▶ **THE TASK**
Reproduce each record exactly.
#####
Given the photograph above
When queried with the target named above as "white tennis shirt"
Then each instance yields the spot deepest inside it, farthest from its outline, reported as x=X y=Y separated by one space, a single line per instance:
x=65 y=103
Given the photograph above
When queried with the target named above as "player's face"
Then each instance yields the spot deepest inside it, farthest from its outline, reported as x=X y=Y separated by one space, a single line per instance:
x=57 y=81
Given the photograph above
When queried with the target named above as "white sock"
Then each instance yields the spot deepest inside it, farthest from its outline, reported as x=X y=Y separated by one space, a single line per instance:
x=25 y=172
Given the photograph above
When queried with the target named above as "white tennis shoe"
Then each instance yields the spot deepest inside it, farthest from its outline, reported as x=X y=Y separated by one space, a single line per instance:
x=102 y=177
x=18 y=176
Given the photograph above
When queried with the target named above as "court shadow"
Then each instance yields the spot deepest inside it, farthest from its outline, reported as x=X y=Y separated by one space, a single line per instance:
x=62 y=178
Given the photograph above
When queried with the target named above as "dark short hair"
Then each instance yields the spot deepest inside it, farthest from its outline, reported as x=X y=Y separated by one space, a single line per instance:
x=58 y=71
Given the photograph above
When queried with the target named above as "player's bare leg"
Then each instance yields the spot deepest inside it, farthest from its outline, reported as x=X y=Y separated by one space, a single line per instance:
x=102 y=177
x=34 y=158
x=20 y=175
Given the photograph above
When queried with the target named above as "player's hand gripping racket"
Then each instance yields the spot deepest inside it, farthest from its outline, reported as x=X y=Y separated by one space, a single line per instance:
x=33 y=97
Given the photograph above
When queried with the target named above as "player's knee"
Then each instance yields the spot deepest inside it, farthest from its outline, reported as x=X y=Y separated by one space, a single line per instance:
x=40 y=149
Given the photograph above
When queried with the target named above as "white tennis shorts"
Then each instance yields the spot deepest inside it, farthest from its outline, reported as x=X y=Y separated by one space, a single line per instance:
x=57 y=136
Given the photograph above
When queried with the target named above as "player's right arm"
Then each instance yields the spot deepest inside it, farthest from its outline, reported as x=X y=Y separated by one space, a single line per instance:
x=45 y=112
#####
▶ **RESPONSE TO THIS EXERCISE**
Given the photograph above
When queried with the target named above as "white tennis shirt"
Then each instance yields the spot deepest inside it, farthest from its outline, reported as x=X y=Y separated by one space, a single line per instance:
x=65 y=103
Given the photograph above
When queried with the target named above as "player's face"
Then each instance yields the spot deepest inside it, farthest from its outline, reported as x=X y=Y separated by one space, a single line per instance:
x=57 y=81
Given the photograph above
When queried with the target named above as "white sock"
Then each instance yields the spot deepest inside it, farthest from its outline, reported as x=X y=Y separated by one space, a single line per instance:
x=25 y=172
Given the photograph above
When queried with the target named above as "white tennis shoe"
Then each instance yields the spot deepest inside it, farthest from its outline, reported as x=X y=Y separated by one space, a single line per instance:
x=102 y=177
x=18 y=176
Given the photograph above
When queried with the target named above as "court shadow"
Then each instance yields the spot deepest inside it, farthest from its outline, reported as x=X y=Y separated by one space, a single line per instance:
x=62 y=178
Given the photograph above
When queried with the target named above as "dark short hair"
Then each instance yields the spot deepest inside it, farthest from its outline, reported as x=X y=Y separated by one space, a single line per instance:
x=58 y=71
Given the photograph above
When queried with the target named above as "player's bare leg"
Then each instance yields the spot deepest inside it, farthest from its outline, reported as x=X y=Y separated by one space, a single line per instance:
x=102 y=177
x=34 y=158
x=20 y=175
Given the photograph above
When queried with the target named above as "player's hand gripping racket"
Then each instance yields the spot deepest inside it, farthest from its outline, reported as x=X y=Y separated by one space, a single line per instance:
x=33 y=97
Given the photograph above
When queried with the target named above as "player's knee"
Then each instance yields the spot deepest inside it, farthest from its outline, reported as x=X y=Y separated by one space, a single line per instance:
x=40 y=149
Given the photograph above
When queried with the target named above as "white tennis shorts"
Then each instance yields the spot deepest inside it, farthest from its outline, reported as x=X y=Y separated by one space, a single line per instance:
x=57 y=136
Given the photograph above
When queried with the target named above as "player's right arm"
Then each instance yields the spot deepest inside it, farthest from its outline, reported as x=X y=Y separated by one space, a single line per instance:
x=45 y=112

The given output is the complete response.